[練習用の文章]

私は現在、住宅型有料老人ホームの施設長として働いています。
介護歴は約10年くらいになります。
なぜこの介護の仕事についたか思い返してみると、
本当にきっかけは単純な興味からでした。
介護保険法ができ、「福祉」という分野がクローズアップされ始めた頃、私は中学3年生。
母「高校どこ行くの~?」、 私「ん~…近くの高校でいいかな~。福祉科に行ってみようかな~」
となんとなく「福祉」の道に興味をもっていました。
結局、高校は近くの福祉科に進んだのですが、
高校で学んでいくうちに「もっと学びたい!」と福祉に興味を持った私は福祉大学へ進み、
そこで、ご自宅で生活する障碍を持った方々を支援するボランティアサークルと出会いました。

[/練習用の文章]

**問題**
練習用の文章のうち、"なぜこの介護の仕事についたか思い返してみると、"を含む言葉で始まり"ィアサークルと出会いました。"で終わる部分を、"福祉大学"を"専門学校"に置き換えて書いてください。 記録は練習用の文章とは関係ありません。

[記録一覧]

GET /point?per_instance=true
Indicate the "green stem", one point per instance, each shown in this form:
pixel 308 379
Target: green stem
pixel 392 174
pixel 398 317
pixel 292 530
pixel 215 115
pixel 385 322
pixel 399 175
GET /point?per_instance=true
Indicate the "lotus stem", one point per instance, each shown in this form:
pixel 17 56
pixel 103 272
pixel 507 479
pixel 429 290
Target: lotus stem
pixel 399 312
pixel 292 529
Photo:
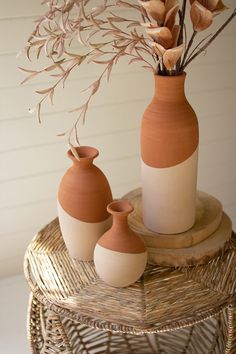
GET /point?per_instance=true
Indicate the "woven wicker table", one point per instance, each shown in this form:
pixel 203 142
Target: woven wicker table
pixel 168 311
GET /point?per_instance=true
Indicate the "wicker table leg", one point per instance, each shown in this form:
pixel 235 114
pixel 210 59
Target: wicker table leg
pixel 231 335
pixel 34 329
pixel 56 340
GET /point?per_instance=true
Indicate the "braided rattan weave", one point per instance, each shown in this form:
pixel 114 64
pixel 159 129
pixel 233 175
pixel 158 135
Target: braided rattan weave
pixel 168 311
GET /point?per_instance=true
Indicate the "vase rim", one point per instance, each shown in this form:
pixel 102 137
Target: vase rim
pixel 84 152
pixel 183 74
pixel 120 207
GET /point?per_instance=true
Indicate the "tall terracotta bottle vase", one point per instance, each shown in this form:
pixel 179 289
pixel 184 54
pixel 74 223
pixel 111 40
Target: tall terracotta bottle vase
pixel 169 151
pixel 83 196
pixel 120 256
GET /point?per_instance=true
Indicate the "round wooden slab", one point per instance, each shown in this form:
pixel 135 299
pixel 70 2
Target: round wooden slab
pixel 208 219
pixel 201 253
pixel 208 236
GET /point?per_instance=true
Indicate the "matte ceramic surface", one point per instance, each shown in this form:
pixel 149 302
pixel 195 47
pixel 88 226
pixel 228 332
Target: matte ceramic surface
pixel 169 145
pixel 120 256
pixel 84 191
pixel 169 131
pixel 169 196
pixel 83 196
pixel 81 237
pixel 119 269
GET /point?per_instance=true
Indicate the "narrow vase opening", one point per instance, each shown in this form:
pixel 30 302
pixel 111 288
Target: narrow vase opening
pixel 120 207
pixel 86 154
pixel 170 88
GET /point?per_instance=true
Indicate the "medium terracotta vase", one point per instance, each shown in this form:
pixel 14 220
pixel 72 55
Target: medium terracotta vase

[/記録一覧]

**解答**
なぜこの介護の仕事についたか思い返してみると、
本当にきっかけは単純な興味からでした。
介護保険法ができ、「福祉」という分野がクローズアップされ始めた頃、私は中学3年生。
母「高校どこ行くの~?」、 私「ん~…近くの高校でいいかな~。福祉科に行ってみようかな~」
となんとなく「福祉」の道に興味をもっていました。
結局、高校は近くの福祉科に進んだのですが、
高校で学んでいくうちに「もっと学びたい!」と福祉に興味を持った私は専門学校へ進み、
そこで、ご自宅で生活する障碍を持った方々を支援するボランティアサークルと出会いました。